-- Selected extract --

· · · ·

I am presenting a proof of a statement made in an example in the book A First Course in Probability by Sheldon Ross . Could someone please check my proof for its correctness .This example comes from Chapter 3, Section 3.5, Example 5C, Page 95. The example is given a solution but there is a part that I don't really understand, so I tried proving it.The original question is as follow:
Independent trials, each resulting in a success with probability $p$ or a failure with probability $q = (1-p)$, are performed. We are interested in computing the probability that a run of $n$ consecutive successes occurs and before a run of $m$ consecutive failures. We are given the solution as follow:
Solution.: Let E be the event that a run of $n$ consecutive successes occurs before a run of $m$ consecutive failures. To obtain P(E), we start by conditioning on the outcomes of the first trial. That is letting H denote the event that the first trial results in a success, we obtain $$P(E) = pP(E|H)+qP(E|\bar H)$$ Now, given that the first trial was successful, one way we can get a run of $n$ successes before a run of $m$ failures would be to have the next $n-1$ trials all result in successes. So, let us condition on whether or not that occurs. That is, letting F be the event that trials 2 through n all are successes, we obtain $$P(E|H) = P(E|FH)P(F|H)+ P(E|\bar{F}H)P(\bar{F}|H)$$ On the one hand, clearly, P(E|FH) = 1; on the other hand, if the event $\bar{F}H$ occurs, then the first trial would result in a success, but there would be a failure some time during the next $n-1$ trials. However, when this failure occurs, it would wipe out all of the previous successes, and the situation would be exactly as if we started out with a failure. Hence, $$P(E|\bar{F}H) = P(E|\bar{H})$$
Pause !! This is the part where I don't really understand. I agree that when this failure occurs, it would wipe out all of the previous successes. But how is the situation the same as if we started with a failure, especially how it is independent of when failure occurred in $\bar{F}$.

· · · ·

-- Data --

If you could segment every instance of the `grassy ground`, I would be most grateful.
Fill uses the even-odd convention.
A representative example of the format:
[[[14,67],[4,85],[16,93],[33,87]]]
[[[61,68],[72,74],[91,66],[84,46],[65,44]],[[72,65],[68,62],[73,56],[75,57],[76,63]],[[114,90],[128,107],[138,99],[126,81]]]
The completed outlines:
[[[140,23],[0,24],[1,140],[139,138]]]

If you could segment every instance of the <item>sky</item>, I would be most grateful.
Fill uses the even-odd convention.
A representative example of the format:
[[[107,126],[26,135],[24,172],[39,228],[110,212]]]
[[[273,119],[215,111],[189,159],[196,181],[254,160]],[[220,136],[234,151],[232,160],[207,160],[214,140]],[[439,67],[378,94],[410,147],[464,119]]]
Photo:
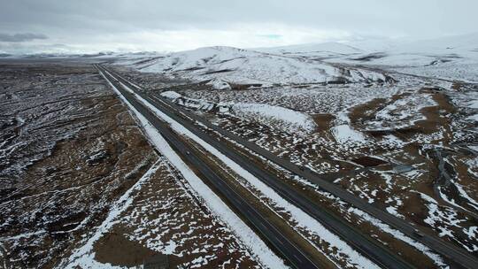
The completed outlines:
[[[478,32],[476,0],[0,0],[0,52],[178,51]]]

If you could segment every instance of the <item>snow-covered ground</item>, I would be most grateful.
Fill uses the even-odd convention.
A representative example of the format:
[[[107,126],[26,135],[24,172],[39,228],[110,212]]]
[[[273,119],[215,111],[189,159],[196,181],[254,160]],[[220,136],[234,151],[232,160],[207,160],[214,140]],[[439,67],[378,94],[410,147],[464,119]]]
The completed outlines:
[[[142,72],[158,73],[194,81],[213,80],[220,88],[229,84],[322,83],[331,81],[386,81],[380,73],[343,68],[299,57],[241,50],[207,47],[174,52],[130,65]]]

· · · ·

Return the full forum post above about the run of successes before a run of failures, reproduced word for word.

-- Solution for this task --
I am presenting a proof of a statement made in an example in the book A First Course in Probability by Sheldon Ross . Could someone please check my proof for its correctness .This example comes from Chapter 3, Section 3.5, Example 5C, Page 95. The example is given a solution but there is a part that I don't really understand, so I tried proving it.The original question is as follow:
Independent trials, each resulting in a success with probability $p$ or a failure with probability $q = (1-p)$, are performed. We are interested in computing the probability that a run of $n$ consecutive successes occurs and before a run of $m$ consecutive failures. We are given the solution as follow:
Solution.: Let E be the event that a run of $n$ consecutive successes occurs before a run of $m$ consecutive failures. To obtain P(E), we start by conditioning on the outcomes of the first trial. That is letting H denote the event that the first trial results in a success, we obtain $$P(E) = pP(E|H)+qP(E|\bar H)$$ Now, given that the first trial was successful, one way we can get a run of $n$ successes before a run of $m$ failures would be to have the next $n-1$ trials all result in successes. So, let us condition on whether or not that occurs. That is, letting F be the event that trials 2 through n all are successes, we obtain $$P(E|H) = P(E|FH)P(F|H)+ P(E|\bar{F}H)P(\bar{F}|H)$$ On the one hand, clearly, P(E|FH) = 1; on the other hand, if the event $\bar{F}H$ occurs, then the first trial would result in a success, but there would be a failure some time during the next $n-1$ trials. However, when this failure occurs, it would wipe out all of the previous successes, and the situation would be exactly as if we started out with a failure. Hence, $$P(E|\bar{F}H) = P(E|\bar{H})$$
Pause !! This is the part where I don't really understand. I agree that when this failure occurs, it would wipe out all of the previous successes. But how is the situation the same as if we started with a failure, especially how it is independent of when failure occurred in $\bar{F}$.